* **GIVEN RECORDS**:
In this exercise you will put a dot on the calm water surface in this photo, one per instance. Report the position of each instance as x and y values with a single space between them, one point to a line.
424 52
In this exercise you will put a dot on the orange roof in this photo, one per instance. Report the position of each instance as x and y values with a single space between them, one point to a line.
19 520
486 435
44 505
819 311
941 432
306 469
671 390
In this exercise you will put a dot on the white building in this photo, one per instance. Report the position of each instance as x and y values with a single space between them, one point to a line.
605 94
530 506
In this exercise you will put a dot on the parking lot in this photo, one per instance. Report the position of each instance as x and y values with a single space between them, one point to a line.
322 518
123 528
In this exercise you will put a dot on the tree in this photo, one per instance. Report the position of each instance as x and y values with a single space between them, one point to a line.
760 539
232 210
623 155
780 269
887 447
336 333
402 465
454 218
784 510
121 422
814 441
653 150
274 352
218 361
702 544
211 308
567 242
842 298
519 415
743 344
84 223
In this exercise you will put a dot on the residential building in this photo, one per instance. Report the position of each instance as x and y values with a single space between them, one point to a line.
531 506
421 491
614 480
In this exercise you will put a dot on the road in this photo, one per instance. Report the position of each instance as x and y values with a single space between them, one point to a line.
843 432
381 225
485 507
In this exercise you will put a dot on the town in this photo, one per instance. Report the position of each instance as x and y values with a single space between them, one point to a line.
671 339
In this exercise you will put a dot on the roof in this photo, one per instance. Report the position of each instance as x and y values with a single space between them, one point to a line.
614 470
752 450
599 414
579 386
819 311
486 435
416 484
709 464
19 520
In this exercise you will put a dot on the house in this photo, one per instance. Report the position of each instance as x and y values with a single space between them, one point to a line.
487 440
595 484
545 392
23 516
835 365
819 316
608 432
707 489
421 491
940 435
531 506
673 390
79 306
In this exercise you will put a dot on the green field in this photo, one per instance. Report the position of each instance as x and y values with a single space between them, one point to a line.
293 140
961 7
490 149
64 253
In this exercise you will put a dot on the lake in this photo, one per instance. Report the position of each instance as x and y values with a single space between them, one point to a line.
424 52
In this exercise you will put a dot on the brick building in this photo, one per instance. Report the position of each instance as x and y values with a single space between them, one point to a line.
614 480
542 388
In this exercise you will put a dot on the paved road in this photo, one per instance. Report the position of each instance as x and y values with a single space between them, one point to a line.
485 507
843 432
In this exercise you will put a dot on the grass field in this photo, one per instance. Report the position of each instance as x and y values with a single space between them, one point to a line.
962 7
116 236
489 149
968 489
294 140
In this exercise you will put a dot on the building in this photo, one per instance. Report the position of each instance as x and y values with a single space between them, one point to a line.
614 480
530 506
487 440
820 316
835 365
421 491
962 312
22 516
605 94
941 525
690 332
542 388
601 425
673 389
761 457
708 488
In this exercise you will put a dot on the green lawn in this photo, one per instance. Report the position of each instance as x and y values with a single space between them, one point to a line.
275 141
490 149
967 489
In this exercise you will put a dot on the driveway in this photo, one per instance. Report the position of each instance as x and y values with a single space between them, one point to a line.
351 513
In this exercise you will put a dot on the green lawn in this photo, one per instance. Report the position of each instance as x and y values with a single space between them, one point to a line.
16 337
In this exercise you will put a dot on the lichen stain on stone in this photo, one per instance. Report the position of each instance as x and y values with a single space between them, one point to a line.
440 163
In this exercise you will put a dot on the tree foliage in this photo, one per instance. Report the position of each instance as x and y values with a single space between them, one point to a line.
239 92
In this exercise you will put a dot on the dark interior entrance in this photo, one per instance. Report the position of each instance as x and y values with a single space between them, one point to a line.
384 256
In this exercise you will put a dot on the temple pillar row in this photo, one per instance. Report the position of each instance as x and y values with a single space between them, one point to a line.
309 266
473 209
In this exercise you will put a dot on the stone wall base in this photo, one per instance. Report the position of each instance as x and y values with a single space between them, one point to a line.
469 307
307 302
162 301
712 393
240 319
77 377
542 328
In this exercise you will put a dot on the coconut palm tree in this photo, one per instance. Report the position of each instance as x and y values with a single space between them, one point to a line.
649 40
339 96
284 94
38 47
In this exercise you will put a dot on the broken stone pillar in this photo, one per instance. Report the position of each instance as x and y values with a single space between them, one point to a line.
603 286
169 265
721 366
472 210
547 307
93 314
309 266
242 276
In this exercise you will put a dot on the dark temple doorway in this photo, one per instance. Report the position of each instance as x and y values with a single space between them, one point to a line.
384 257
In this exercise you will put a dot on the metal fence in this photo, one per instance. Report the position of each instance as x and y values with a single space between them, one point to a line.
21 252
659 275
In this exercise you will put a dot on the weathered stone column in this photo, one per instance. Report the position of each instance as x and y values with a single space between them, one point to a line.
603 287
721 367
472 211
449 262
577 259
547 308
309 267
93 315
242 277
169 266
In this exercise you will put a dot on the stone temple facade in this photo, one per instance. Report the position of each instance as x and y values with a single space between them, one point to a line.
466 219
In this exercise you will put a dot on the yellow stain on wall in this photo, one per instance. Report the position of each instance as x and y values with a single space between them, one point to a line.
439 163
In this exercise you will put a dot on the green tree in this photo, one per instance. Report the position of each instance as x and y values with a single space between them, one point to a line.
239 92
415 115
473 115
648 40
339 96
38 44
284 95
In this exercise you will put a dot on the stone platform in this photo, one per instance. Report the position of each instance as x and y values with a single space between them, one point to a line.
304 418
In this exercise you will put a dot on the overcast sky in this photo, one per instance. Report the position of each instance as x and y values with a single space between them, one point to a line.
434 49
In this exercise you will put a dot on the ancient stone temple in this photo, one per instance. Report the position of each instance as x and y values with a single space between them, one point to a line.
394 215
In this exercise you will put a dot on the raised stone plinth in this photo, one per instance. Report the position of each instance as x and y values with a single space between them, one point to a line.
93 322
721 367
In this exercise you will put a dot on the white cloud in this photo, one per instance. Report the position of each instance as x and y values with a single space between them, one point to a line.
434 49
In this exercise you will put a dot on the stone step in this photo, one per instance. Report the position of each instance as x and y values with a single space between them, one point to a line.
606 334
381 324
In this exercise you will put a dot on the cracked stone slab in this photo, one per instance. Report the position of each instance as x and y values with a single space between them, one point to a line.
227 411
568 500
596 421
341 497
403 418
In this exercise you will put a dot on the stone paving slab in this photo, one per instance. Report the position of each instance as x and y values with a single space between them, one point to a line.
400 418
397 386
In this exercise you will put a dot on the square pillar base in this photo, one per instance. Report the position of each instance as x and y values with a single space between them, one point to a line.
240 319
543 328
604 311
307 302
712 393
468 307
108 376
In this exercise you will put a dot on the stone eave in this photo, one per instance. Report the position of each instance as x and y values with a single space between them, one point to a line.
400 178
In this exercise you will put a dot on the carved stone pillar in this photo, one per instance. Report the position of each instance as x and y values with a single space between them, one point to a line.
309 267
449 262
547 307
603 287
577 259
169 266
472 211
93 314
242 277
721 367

* * *

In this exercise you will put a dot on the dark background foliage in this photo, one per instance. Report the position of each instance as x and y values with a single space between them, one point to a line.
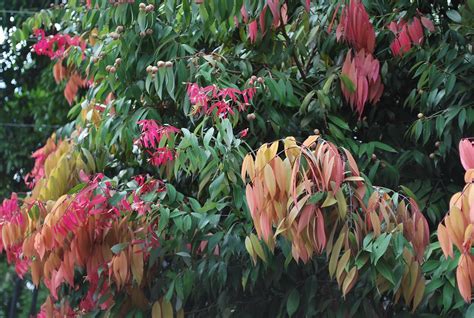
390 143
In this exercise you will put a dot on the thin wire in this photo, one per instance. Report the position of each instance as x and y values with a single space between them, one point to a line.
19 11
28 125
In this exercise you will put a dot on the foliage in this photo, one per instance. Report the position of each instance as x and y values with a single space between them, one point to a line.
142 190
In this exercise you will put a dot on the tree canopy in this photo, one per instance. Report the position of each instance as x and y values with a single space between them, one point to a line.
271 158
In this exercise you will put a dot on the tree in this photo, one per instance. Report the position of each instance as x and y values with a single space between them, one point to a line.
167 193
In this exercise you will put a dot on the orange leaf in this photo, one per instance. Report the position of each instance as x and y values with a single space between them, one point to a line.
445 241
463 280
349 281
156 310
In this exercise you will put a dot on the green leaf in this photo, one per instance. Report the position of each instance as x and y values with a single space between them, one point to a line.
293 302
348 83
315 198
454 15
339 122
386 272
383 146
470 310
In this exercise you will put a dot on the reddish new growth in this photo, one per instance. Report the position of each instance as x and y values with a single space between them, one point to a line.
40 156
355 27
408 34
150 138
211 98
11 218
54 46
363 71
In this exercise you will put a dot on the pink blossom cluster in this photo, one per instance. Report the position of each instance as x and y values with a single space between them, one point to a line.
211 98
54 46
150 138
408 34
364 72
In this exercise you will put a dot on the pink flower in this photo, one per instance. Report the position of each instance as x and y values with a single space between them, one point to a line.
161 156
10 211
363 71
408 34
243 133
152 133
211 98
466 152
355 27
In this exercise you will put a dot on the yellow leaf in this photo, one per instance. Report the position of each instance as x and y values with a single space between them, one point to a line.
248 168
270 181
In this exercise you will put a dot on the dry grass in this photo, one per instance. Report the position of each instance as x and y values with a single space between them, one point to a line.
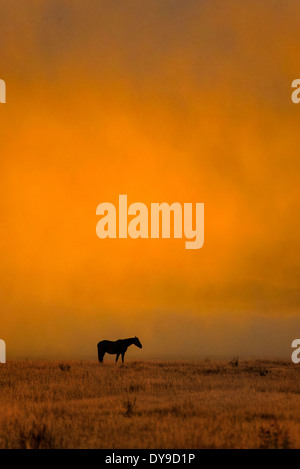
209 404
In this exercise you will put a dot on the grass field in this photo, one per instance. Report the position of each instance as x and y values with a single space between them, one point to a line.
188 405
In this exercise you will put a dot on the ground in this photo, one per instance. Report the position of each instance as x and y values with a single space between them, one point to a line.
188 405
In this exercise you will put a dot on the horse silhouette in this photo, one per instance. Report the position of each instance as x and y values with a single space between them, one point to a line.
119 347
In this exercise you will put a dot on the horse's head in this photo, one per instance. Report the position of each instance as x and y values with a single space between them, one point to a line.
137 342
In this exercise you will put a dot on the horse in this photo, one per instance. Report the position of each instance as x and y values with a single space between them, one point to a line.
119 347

* **WHAT IS REQUIRED**: Count the lines in the listing above that contain the string "horse", treating uppercase and lowercase as different. Give only the number.

* **RESULT**: 3